## BEGIN Reading text

It’s only during Advent and Christmas that we Protestants pay much attention to Mary. Besides the virgin birth, there are a couple thousand years worth of theology, piety, and politics layered over Mary and it’s nearly impossible to dig her out from under it all. Some Christians pray to her. Others ignore her on principle. John Knox, the reformer who started the first truly “presbyterian” church, the Church of Scotland, not only condemned making her an object of worship but pretty well omitted Mary from his theology all together.[4] Some Christians call her “Theotokos,” the Mother of God. For others, she represents a troubling model of pious femininity — ever sinless, ever virgin, ever mother.[5]

I think the most extraordinary thing about Mary is how ordinary she was.

In this special season, this special holiday celebrating this Special Baby born to this Special Woman, it’s easy to start thinking Christmas is all about extraordinariness. But, on the contrary, if it’s about anything, it’s about the power of the ordinary to bring about God’s purposes. The power of the ordinary to bring about God’s purposes. Mary was not chosen to be the mother of Jesus because she was special. She was chosen because she was the epitome of ordinary. A young girl of marriageable age, living an ordinary life in an ordinary town in an ordinary country. What a spit in the eye that was to the folks in power in Rome and Jerusalem.

Mary says, “Yes,” of course, “Let it be; here am I, a servant of the Lord,” but before that, she says something we often skip over. When the angel announces what’s coming, Mary says, “How will this happen?”

## END Reading text
## BEGIN Recorded information

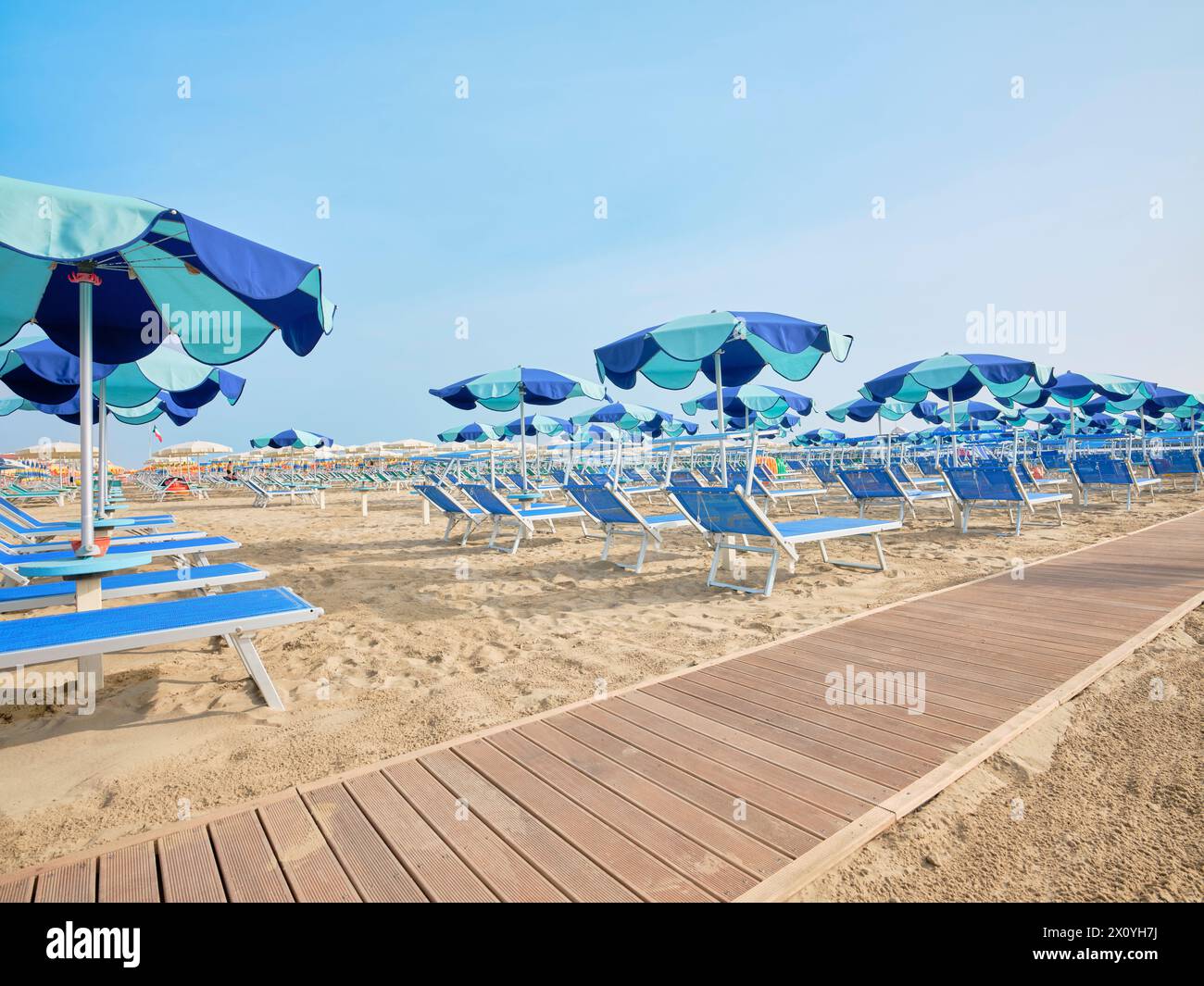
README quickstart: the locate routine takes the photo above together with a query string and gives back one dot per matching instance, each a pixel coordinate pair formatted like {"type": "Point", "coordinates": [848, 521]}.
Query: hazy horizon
{"type": "Point", "coordinates": [901, 175]}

## END Recorded information

| Task instructions |
A – Copy the passage about Mary word for word, everything from "It’s only during" down to "ordinary she was.".
B – Extend the sermon about Mary, picking up right after its final sentence.

| Answers to the exercise |
A –
It’s only during Advent and Christmas that we Protestants pay much attention to Mary. Besides the virgin birth, there are a couple thousand years worth of theology, piety, and politics layered over Mary and it’s nearly impossible to dig her out from under it all. Some Christians pray to her. Others ignore her on principle. John Knox, the reformer who started the first truly “presbyterian” church, the Church of Scotland, not only condemned making her an object of worship but pretty well omitted Mary from his theology all together.[4] Some Christians call her “Theotokos,” the Mother of God. For others, she represents a troubling model of pious femininity — ever sinless, ever virgin, ever mother.[5]

I think the most extraordinary thing about Mary is how ordinary she was.

B –
We know these words. We’ve said these words. Maybe prefaced by “Whoa,” or “uh-oh,” or maybe something less delicate. We know that feeling: “How is this going to work out? How can this work out? What’s going to happen now?” It’s a confession of vulnerability. It’s admitting, “I don’t know how to do this. I don’t know how to be in this place.”[6] Mary’s got to be thinking, “There is no way I can pull this off. Me? Who am I? It’s impossible.”

And Mary speaks up about that – she shows up with her authenticity as well as her disbelief and asks her very reasonable question; asks it right to the face of that angel from God, for crying out loud, and that’s the first good lesson we get from Mary. She shows us the ordinary courage of speaking up. What I mean by “ordinary courage” is that the root of the word courage is the Latin word for heart, and courage originally meant “To speak one’s mind by telling one’s heart.” Over time courage became synonymous with heroics, but ordinary courage – speaking one’s mind by telling one’s heart – means putting your vulnerability on the line and in our world, that can be pretty extraordinary.[7]

The angel Gabriel doesn’t try to talk her out of her questions; he doesn’t tell her she can do anything she wants if she just tries hard enough or wants it enough. He doesn’t tell her that if she believes it enough she can make it come true.

He says, “Nothing is impossible with God.”

This point is driven home in the way Mary’s story is surrounded by the impossible made possible. Her cousin Elizabeth, an older, barren woman, has conceived a child. Mary is from a backwater town, far, far from the seats of power; she’s an absolute nobody. A nobody, visited by an angel, chosen by God. We’re so used to this story that we don’t recognize that the virgin birth is only one small piece of the impossibility here.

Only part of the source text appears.